— Begin Data to process —
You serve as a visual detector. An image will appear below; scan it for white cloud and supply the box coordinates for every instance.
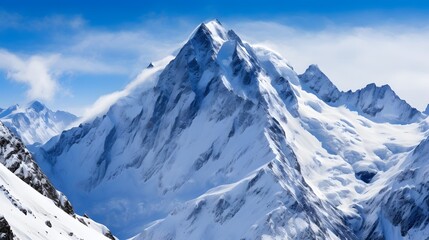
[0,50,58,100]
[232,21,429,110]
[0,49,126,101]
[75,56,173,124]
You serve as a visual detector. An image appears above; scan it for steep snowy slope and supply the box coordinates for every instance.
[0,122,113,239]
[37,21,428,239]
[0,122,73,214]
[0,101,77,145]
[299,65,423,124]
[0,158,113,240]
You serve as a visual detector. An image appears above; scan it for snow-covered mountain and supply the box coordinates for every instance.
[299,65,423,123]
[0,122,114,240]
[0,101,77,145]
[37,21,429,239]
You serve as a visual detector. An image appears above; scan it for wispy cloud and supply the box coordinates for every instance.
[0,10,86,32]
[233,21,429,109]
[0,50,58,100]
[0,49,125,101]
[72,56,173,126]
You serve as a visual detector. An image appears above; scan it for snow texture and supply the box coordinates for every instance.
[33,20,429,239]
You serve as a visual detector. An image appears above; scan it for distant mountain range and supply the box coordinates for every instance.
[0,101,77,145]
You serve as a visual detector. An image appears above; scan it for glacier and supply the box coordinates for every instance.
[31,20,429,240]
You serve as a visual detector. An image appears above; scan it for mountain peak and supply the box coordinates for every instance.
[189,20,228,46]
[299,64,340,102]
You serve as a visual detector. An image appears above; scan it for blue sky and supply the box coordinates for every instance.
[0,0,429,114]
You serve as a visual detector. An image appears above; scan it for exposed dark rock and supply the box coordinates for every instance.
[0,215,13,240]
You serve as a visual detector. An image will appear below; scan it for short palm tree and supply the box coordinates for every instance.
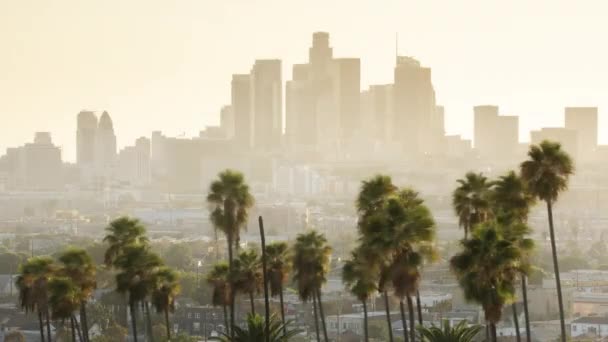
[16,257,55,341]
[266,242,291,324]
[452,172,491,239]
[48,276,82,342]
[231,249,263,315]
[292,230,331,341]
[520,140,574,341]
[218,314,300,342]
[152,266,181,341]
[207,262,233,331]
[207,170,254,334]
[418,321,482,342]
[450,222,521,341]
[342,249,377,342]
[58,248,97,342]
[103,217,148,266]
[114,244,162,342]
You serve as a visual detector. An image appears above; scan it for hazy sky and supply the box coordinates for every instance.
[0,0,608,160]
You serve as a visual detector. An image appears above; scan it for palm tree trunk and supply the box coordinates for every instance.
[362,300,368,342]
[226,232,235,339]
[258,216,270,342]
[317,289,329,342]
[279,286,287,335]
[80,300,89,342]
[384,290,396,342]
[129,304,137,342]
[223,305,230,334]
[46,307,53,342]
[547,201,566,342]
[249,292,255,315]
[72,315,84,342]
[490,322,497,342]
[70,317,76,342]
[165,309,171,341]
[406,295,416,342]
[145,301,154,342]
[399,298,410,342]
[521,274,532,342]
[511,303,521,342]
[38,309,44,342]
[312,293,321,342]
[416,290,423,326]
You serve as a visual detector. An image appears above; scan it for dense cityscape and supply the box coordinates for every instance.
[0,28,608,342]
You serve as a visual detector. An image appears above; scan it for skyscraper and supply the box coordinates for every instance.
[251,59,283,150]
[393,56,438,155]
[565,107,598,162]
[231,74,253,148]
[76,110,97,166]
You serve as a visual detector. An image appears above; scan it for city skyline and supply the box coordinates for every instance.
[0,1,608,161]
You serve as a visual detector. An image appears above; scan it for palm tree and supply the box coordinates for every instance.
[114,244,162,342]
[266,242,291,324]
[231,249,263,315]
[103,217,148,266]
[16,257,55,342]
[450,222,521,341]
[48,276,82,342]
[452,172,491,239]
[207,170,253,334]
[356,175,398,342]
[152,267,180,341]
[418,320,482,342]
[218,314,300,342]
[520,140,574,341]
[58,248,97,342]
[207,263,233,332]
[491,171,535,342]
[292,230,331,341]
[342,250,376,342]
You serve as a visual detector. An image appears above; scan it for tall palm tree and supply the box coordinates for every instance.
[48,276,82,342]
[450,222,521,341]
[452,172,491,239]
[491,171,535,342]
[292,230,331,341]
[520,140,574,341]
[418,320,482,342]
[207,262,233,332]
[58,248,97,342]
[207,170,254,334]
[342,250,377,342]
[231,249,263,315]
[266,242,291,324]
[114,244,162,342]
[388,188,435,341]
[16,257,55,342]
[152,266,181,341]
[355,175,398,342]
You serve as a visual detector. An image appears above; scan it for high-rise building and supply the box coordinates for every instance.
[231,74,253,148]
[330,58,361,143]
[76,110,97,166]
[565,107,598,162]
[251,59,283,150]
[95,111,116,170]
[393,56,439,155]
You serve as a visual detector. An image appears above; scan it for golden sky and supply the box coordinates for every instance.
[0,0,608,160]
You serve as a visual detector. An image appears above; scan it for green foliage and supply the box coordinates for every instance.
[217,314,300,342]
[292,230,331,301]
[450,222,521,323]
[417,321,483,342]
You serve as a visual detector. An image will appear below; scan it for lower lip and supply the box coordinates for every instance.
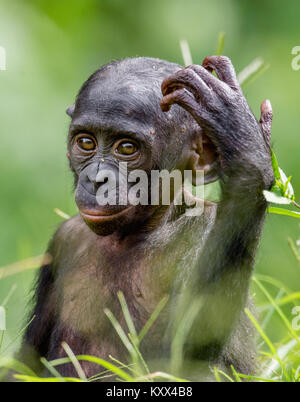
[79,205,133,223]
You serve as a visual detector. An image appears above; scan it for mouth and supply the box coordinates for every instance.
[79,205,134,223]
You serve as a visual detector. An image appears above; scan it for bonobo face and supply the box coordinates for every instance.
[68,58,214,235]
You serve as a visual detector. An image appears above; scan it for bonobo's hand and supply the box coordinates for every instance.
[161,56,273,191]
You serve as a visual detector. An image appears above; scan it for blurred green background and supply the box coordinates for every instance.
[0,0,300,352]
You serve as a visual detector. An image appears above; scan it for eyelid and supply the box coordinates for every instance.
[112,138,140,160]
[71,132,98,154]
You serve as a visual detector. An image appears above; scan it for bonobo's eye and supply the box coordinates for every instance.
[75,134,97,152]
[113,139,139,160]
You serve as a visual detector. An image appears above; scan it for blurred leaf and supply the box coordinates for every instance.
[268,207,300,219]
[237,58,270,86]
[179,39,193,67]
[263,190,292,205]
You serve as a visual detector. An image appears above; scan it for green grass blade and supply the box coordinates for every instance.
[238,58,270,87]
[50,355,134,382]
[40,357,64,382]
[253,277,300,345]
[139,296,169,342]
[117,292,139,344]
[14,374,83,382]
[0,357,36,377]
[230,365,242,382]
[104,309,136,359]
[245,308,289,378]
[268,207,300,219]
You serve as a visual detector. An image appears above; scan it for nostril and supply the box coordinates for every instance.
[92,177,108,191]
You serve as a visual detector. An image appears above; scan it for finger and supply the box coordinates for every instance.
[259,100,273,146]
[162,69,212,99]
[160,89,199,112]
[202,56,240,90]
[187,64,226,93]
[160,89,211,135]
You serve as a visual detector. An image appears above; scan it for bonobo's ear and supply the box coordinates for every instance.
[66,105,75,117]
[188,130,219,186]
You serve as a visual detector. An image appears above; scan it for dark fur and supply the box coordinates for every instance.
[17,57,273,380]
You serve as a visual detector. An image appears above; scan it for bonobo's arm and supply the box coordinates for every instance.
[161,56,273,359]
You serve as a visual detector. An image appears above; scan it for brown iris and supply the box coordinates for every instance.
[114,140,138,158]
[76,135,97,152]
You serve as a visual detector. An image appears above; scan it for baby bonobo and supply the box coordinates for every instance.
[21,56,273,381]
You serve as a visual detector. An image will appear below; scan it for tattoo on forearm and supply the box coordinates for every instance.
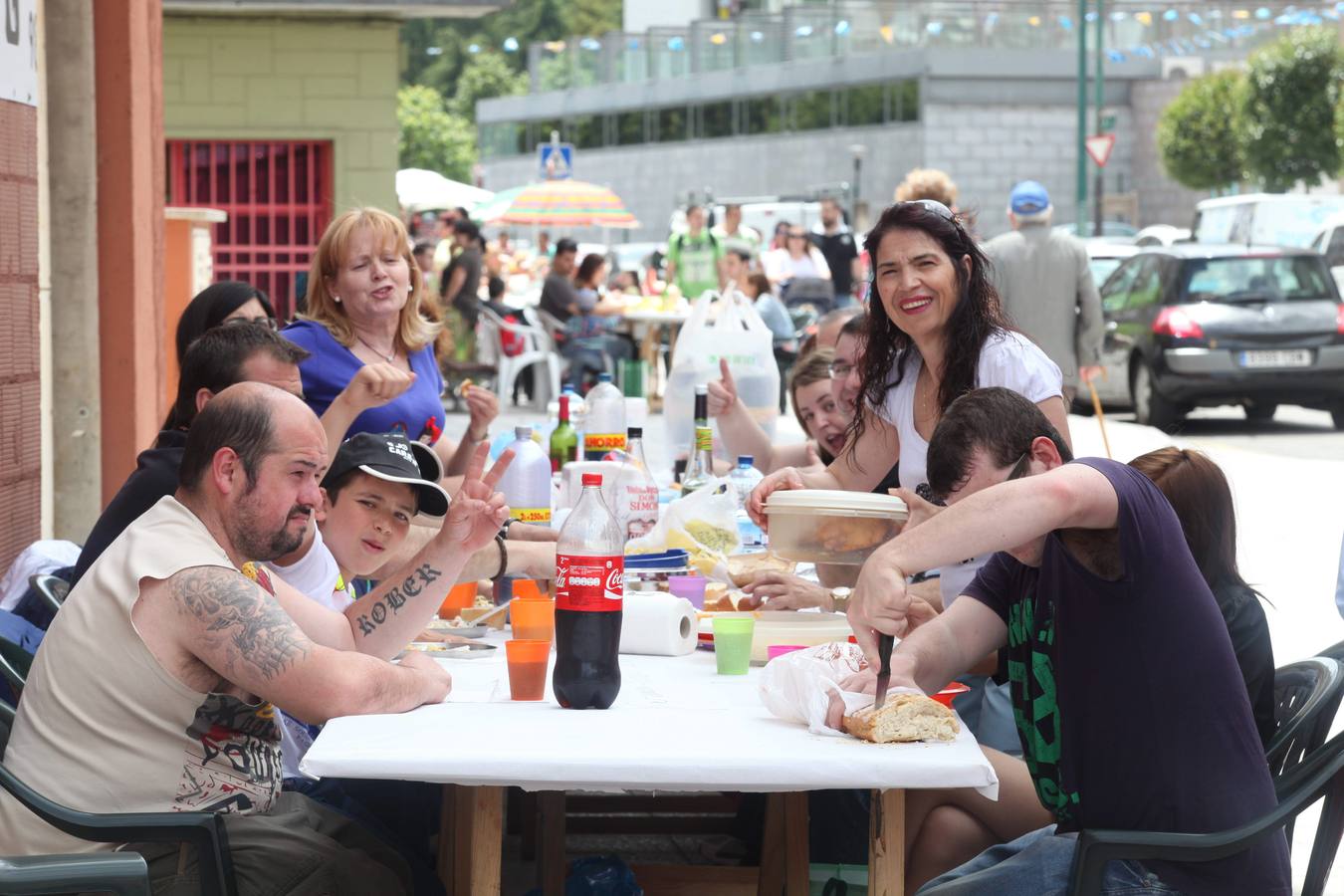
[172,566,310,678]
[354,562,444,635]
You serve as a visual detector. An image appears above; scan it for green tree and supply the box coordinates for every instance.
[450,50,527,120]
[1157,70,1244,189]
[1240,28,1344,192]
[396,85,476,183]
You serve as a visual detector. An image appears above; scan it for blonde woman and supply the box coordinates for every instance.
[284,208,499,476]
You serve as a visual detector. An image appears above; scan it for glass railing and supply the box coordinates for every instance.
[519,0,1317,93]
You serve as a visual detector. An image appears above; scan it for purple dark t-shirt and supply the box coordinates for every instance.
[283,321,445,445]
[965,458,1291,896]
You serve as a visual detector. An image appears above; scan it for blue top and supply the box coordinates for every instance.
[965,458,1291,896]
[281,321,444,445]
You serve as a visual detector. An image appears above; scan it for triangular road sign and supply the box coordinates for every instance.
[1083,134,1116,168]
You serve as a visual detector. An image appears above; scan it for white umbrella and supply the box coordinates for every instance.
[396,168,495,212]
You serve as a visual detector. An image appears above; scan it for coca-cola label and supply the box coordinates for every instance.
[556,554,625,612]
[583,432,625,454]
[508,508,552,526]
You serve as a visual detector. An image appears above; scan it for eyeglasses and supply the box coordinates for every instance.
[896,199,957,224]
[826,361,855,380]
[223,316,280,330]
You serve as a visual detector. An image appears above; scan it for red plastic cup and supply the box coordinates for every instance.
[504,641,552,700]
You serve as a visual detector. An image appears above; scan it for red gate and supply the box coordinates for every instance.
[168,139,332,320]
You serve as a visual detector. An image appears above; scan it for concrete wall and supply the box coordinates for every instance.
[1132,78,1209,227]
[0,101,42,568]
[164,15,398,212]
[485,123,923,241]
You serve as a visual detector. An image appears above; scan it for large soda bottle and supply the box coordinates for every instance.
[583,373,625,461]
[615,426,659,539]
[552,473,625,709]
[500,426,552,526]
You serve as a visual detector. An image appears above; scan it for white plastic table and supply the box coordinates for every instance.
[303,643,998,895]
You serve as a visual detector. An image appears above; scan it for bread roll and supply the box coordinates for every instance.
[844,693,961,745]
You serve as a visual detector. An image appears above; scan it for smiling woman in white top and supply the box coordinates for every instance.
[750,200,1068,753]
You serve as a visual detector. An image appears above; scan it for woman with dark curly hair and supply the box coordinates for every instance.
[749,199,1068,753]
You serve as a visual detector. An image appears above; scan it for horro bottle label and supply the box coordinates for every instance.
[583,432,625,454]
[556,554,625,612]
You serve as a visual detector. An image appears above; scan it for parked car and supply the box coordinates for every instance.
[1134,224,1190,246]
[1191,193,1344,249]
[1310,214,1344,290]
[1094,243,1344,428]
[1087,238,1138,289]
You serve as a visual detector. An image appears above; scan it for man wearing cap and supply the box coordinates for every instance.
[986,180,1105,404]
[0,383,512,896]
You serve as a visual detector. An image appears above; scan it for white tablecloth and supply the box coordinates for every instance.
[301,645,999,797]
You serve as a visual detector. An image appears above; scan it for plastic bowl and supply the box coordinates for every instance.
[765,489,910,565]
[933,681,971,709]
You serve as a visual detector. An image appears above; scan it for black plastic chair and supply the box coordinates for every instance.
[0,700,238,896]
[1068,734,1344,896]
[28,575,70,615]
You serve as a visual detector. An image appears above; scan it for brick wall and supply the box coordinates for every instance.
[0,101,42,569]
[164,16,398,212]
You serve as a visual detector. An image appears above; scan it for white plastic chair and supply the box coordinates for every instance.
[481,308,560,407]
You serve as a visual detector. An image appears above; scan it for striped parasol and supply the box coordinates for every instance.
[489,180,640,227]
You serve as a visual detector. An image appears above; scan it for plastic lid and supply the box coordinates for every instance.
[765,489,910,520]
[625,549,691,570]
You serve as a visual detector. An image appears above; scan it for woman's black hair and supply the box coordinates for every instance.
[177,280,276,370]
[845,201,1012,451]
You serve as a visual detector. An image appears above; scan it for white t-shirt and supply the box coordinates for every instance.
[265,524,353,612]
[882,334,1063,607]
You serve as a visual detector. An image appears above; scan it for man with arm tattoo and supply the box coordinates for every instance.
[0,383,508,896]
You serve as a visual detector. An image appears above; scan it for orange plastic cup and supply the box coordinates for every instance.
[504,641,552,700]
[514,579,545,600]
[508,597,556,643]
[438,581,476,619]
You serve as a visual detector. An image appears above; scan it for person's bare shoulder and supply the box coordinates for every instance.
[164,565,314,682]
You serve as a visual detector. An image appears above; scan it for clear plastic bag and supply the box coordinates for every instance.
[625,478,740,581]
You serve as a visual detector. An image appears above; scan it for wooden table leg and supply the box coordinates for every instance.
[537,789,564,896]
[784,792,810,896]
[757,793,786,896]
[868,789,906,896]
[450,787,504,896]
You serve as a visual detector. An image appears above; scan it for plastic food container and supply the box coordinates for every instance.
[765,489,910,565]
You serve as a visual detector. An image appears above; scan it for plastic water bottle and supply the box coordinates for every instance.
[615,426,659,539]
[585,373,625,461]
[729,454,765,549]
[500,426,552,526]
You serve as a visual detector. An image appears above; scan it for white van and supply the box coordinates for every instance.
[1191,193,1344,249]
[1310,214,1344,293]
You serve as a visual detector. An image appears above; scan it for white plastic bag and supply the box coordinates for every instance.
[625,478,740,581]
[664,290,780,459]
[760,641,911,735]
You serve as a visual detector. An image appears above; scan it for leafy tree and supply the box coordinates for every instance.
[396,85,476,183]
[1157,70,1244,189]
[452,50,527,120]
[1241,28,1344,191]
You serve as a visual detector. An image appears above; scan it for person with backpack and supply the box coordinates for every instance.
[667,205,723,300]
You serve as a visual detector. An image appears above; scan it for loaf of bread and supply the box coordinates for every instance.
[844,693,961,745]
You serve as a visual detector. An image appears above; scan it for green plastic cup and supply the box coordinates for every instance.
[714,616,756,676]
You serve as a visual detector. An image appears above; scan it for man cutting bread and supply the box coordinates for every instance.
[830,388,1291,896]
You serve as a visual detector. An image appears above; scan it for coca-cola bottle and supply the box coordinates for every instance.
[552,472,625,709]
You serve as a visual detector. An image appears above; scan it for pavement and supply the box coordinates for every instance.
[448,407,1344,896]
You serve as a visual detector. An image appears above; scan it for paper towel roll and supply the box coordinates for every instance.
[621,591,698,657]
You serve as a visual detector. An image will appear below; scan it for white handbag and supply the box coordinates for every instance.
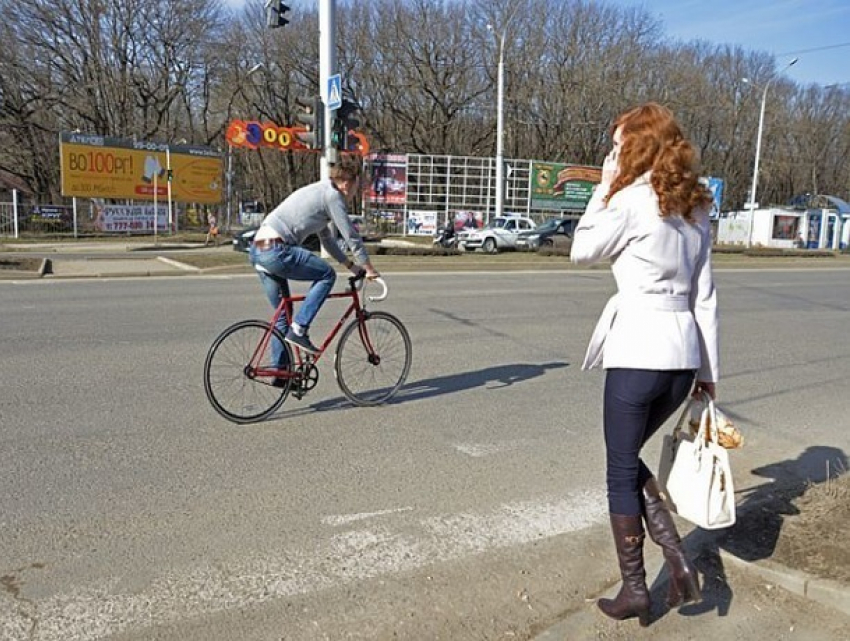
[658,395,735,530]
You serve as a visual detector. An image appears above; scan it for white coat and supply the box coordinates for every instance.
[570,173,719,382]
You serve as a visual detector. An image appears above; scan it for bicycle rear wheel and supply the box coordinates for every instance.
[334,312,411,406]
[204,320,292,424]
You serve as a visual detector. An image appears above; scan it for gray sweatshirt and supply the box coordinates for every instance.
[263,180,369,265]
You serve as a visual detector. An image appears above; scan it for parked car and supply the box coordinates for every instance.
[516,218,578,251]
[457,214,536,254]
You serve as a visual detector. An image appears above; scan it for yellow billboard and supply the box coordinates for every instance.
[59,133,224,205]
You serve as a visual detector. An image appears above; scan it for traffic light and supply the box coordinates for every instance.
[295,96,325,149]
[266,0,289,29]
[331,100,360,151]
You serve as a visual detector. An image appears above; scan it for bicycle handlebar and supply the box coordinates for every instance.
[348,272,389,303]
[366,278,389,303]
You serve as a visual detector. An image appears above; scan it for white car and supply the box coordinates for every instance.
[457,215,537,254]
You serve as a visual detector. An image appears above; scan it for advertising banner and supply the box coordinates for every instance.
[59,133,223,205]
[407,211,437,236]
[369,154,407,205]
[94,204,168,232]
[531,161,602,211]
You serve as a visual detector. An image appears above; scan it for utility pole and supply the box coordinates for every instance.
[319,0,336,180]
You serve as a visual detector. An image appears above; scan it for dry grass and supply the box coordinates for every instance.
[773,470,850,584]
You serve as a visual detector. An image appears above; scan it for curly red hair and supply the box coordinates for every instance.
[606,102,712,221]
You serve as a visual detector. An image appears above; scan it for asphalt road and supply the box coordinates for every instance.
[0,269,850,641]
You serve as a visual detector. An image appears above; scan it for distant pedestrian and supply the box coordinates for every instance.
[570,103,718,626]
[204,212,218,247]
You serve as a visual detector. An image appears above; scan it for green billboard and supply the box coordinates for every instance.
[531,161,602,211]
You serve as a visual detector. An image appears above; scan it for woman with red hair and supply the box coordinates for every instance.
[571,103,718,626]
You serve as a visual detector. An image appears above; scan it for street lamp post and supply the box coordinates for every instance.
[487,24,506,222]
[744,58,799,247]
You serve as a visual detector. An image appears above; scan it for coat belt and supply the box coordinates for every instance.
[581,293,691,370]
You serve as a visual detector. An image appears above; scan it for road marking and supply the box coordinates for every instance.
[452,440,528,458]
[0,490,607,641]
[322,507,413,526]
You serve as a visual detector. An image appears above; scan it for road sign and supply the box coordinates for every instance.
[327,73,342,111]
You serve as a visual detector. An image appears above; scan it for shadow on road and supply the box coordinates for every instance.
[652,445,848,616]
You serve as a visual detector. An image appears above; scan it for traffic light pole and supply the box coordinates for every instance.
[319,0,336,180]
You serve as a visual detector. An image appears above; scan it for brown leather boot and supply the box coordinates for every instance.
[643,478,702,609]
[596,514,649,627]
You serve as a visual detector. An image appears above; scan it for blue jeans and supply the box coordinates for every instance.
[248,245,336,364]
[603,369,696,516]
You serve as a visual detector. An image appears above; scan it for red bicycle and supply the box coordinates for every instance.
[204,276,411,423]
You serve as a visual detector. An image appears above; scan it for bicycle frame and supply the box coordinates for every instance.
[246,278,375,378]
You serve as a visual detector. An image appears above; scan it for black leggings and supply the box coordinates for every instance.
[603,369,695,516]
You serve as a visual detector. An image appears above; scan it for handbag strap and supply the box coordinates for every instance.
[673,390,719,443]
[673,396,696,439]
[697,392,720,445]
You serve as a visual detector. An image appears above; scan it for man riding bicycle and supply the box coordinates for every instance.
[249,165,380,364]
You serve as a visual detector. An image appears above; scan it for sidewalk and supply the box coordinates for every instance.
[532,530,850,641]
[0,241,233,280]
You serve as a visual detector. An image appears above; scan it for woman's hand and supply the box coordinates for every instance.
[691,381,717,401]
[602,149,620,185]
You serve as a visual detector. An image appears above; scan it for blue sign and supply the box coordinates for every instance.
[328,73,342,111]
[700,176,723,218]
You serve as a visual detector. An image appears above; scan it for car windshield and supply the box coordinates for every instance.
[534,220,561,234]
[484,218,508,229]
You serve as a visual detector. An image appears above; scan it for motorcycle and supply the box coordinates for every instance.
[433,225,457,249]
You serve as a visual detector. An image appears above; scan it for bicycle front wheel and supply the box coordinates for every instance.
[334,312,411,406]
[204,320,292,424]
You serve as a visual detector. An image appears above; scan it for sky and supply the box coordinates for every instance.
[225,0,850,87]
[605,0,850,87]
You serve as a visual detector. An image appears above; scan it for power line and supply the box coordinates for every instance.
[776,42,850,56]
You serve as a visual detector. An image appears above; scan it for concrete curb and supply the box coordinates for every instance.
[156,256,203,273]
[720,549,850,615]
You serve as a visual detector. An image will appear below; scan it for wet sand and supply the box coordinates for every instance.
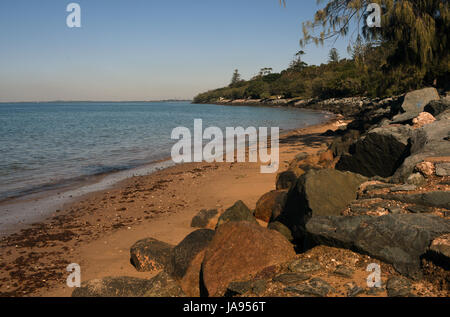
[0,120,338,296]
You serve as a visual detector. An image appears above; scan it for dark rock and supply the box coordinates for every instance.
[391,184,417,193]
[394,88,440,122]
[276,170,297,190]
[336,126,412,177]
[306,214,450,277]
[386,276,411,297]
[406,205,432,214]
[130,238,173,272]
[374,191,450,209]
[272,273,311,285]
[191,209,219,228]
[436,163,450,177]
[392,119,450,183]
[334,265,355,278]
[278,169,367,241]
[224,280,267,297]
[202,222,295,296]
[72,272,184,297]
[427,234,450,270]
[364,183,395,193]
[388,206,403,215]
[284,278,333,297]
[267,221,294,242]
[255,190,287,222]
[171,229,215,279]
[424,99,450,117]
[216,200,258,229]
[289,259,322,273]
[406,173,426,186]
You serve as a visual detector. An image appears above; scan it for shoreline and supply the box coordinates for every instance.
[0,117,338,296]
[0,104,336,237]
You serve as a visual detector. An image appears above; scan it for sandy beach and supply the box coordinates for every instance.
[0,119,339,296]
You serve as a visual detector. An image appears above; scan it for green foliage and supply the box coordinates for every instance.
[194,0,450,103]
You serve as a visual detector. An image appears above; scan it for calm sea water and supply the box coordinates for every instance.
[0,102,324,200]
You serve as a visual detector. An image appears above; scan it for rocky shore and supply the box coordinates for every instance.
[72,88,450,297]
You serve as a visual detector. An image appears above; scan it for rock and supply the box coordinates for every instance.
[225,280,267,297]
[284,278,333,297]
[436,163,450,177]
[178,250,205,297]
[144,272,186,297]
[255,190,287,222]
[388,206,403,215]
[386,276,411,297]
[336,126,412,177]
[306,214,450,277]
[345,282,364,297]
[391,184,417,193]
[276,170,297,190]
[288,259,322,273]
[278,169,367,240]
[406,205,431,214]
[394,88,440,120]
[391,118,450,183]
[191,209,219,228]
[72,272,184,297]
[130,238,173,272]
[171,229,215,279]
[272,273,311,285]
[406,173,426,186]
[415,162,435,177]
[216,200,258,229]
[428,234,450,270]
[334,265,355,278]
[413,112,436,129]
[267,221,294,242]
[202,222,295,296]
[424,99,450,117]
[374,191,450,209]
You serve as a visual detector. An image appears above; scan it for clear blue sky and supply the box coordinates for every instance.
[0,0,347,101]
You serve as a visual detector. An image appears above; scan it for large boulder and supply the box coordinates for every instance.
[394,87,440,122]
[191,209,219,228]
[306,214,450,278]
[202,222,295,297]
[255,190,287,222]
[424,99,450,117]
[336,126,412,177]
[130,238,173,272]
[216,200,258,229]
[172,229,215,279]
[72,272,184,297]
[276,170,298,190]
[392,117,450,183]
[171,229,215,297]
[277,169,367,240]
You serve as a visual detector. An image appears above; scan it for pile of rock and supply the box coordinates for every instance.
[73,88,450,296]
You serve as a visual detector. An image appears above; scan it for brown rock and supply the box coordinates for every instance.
— End Data to process —
- Description of the task
Update the lines that begin with the one containing "it for coat" and end after the one containing "[603,369,696,516]", changing "road sign" to "street sign" and leaving everything else as it is.

- Full solution
You serve as a visual detector. An image appears above; scan it for coat belt and supply the box coordinates for every instance.
[581,293,691,370]
You serve as a visual detector. An image appears above; scan it for road marking and supply the box coordinates for every instance.
[452,440,528,458]
[0,490,607,641]
[322,507,413,526]
You serve as a visual detector. An image appears above; scan it for street sign and supply the box coordinates for every instance.
[327,73,342,111]
You serve as a visual detector. An image appears above; scan it for shadow on road and supply the box coordinates for every instance.
[652,445,848,616]
You serve as a visual detector. An image appears above; scan it for traffic light pole and supply the box coordinates for every instance.
[319,0,336,180]
You serve as a visual detector. An image appears above; scan it for brown leather boot and supply the box coordinates for every instance.
[643,478,702,609]
[596,514,649,627]
You serve as a visual detector. An image appears above; scan it for blue jeans and supply the box coordinates for every instance.
[248,245,336,364]
[603,369,696,516]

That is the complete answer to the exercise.